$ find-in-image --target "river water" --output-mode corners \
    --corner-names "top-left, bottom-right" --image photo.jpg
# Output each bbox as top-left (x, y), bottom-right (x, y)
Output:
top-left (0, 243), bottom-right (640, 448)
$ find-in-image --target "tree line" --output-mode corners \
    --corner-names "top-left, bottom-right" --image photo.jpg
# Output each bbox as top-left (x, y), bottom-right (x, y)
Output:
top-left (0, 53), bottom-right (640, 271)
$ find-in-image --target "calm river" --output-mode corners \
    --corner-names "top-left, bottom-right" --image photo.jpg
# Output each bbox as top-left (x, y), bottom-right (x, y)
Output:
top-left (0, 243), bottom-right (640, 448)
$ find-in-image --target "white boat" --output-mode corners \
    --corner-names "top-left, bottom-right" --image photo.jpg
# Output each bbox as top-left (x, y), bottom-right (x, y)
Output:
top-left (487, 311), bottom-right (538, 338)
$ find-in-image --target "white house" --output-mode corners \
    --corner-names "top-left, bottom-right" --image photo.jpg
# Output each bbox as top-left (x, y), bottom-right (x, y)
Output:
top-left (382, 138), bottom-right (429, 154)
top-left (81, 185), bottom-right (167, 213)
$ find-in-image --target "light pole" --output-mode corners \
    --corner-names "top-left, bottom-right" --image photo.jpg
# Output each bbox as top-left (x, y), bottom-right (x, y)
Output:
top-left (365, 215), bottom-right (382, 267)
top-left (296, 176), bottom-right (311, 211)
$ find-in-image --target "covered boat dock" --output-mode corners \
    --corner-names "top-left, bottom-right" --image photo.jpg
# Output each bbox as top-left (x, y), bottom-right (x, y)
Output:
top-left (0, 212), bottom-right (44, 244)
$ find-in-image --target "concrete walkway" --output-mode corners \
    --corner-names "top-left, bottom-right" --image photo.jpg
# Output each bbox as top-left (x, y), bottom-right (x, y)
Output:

========================================================================

# Brief
Write out every entry above word for word, with nothing changed or left out.

# Task result
$ find-in-image --target "river water" --output-mode corners \
    --corner-names "top-left, bottom-right" --image photo.jpg
# Output each bbox as top-left (x, y), bottom-right (x, y)
Output:
top-left (0, 243), bottom-right (640, 448)
$ find-in-image --target "tree line" --output-mode corners \
    --corner-names "top-left, bottom-right" --image photo.jpg
# Output each bbox as top-left (x, y), bottom-right (x, y)
Output:
top-left (0, 53), bottom-right (640, 271)
$ find-in-image --target "calm river" --output-mode corners \
    --corner-names "top-left, bottom-right" --image photo.jpg
# Output each bbox as top-left (x, y), bottom-right (x, y)
Output:
top-left (0, 243), bottom-right (640, 448)
$ find-in-image --target "white boat" --output-mode corners \
    --corner-names "top-left, bottom-right" --image photo.jpg
# Output each bbox as top-left (x, y), bottom-right (x, y)
Output:
top-left (487, 311), bottom-right (538, 338)
$ find-in-image --target "white house" --output-mode corners \
    --corner-names "top-left, bottom-right" --image photo.jpg
# Output each bbox as top-left (x, y), bottom-right (x, y)
Output:
top-left (382, 138), bottom-right (429, 154)
top-left (81, 185), bottom-right (167, 213)
$ find-in-image --target "light pole" --output-mode corners \
    --corner-names "top-left, bottom-right" --image photo.jpg
# Output each bbox as top-left (x, y), bottom-right (x, y)
Output:
top-left (365, 215), bottom-right (382, 267)
top-left (296, 176), bottom-right (311, 211)
$ find-in-image --target "covered boat dock" --output-mode corners \
    --corner-names "top-left, bottom-right" --image photo.jpg
# Output each bbox as top-left (x, y), bottom-right (x, y)
Output:
top-left (0, 212), bottom-right (44, 244)
$ find-in-image --target "concrete walkway" --output-mode corners \
    --corner-names "top-left, bottom-right" --image photo.jpg
# Output each bbox as top-left (x, y), bottom-right (x, y)
Output:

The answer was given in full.